QUOTED TEXT.
# Need mule training - Indiana



## Gailann Schrader (May 10, 2002)

Anyone know of a mule trainer here in Indiana? I don't have a lot of cash, but don't think I'll be able to get my ~4 year old gelding mule trained by myself...


----------



## Gailann Schrader (May 10, 2002)

I think I found one in Sheridan, IN - about 50+ miles from me!


----------



## Teej (Jan 14, 2012)

Good! I know of a trainer in Scottsburg that will work with mules but they specialize in reining horses and charge accordingly. Last horse we took there was 3 years ago it was 8 something a month and I about had a cow. The previous couple of horses we had taken to them it was 600 a month which I thought was pricey but felt it was worth paying double what I could get it for elsewhere because my horse came home with double the training. 

I've got 1 more horse that needs to go to a trainer to get started and then I should be done. Looking for someone a little more reasonable cost wise to send him to.


----------



## Gailann Schrader (May 10, 2002)

This fellow seems nice enough. I'd like to know a bit more about him, but the woman I bought my "mule" saddle from recommended him. PM me for his information? 

He's told me $400 per month and you bring your own feed if you want feed. I don't. 

He said he works his and some of the Chris Cox method and talked to me at length about what he will be doing. I think he sounded fine. My son said he'd finish the mule for me, but I think I can do that myself. He'll still be green, but rideable. 

I shared with him that I have dealt with Arabs for some years now and that I understand mules are more like Arabs than quiet Quarters. They're a bit more opinionated and wary than horses - more like the Arab mentality...


----------



## Qhorseman (Jul 9, 2010)

Theres a sizable Amish community in Indiana, try them.


----------



## Teej (Jan 14, 2012)

Sheridan is a little far for me, I'm at the southern end of the state. Our farrier is thinking about getting back into training and I'm kinda waiting around for him to make up his mind. After a couple of bad experiences with trainers I'm pretty leery of sending one to anyone I don't know.

Let me know how it goes for you and if he does a good job. I might get desperate enough to take him clear up to Sheridan.


----------



## Rogo (Jan 1, 2006)

DATA EXCERPT.
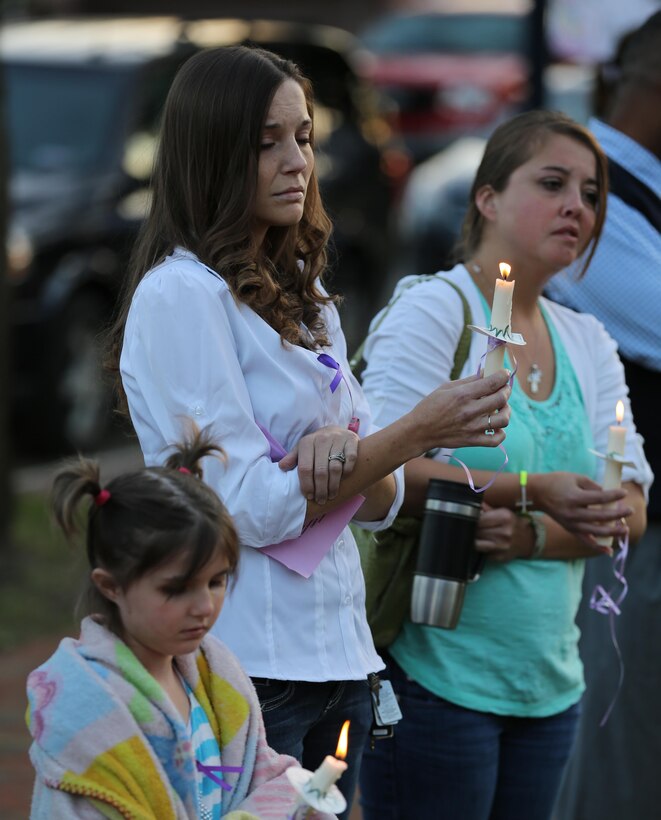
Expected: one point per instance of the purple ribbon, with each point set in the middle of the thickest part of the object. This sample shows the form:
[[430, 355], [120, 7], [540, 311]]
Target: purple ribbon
[[607, 603], [471, 483], [209, 772], [329, 361]]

STATED PROBLEM A.
Answer these questions about the Indiana mule trainer thread, one line each:
(i) About how far from Gailann Schrader is the trainer she found in Sheridan, IN?
(ii) What monthly price did that trainer quote her?
(iii) In which part of the state does Teej live?
STATED PROBLEM B.
In the Indiana mule trainer thread, write out the passage that opens with the words containing "## Qhorseman (Jul" and closes with "I don't know.".
STATED PROBLEM C.
Write what comes next in the Indiana mule trainer thread, picking up where it stops.

TASK RESPONSE A.
(i) About 50+ miles.
(ii) $400 per month.
(iii) The southern end of the state.

TASK RESPONSE B.
## Qhorseman (Jul 9, 2010)

Theres a sizable Amish community in Indiana, try them.


----------



## Teej (Jan 14, 2012)

Sheridan is a little far for me, I'm at the southern end of the state. Our farrier is thinking about getting back into training and I'm kinda waiting around for him to make up his mind. After a couple of bad experiences with trainers I'm pretty leery of sending one to anyone I don't know.

TASK RESPONSE C.
I'm not a professional, but I've trained my horses, mules, donkeys, steer (he rode and drove), hog (he drove), and dog (she drove), all the same way. But I'm in Arizona.


----------



## Ernest Webster (Nov 14, 2020)

Gailann Schrader said:


> I think I found one in Sheridan, IN - about 50+ miles from me
> 
> Who is the trainer i. Sheridan. Several years back a guy in Sheridan was great training my 2 mules. Have lost contact info. Can you give name and number. Need him again


----------



## muleskinner2 (Oct 7, 2007)

Qhorseman said:


> Theres a sizable Amish community in Indiana, try them.


The Amish train horses and mules by beating them into submission. My dad used to buy horses from the Amish for skidding logs. They were all so head shy, it was a battle to get a bridle on them.


----------



## Wolf mom (Mar 8, 2005)

I sure hope that mule has been trained by now - this thread is from *2012*


----------



## Ernest Webster (Nov 14, 2020)

Gailann Schrader said:


> Anyone know of a mule trainer here in Indiana? I don't have a lot of cash, but don't think I'll be able to get my ~4 year old gelding mule trained by myself...


Looking for a good mule trainer who is reasonable to finish out a green broke 3 1/2 yr mule i bought. Thought it had been already trained more. l live around Brazil In but would take him an hour or two away for right trainer. My email [email protected]


----------



## G. Seddon (May 16, 2005)

I have a 6-set DVDs of Brad Cameron's "The Saddle Mule Series." If you pay for shipping, they are yours. Let me know?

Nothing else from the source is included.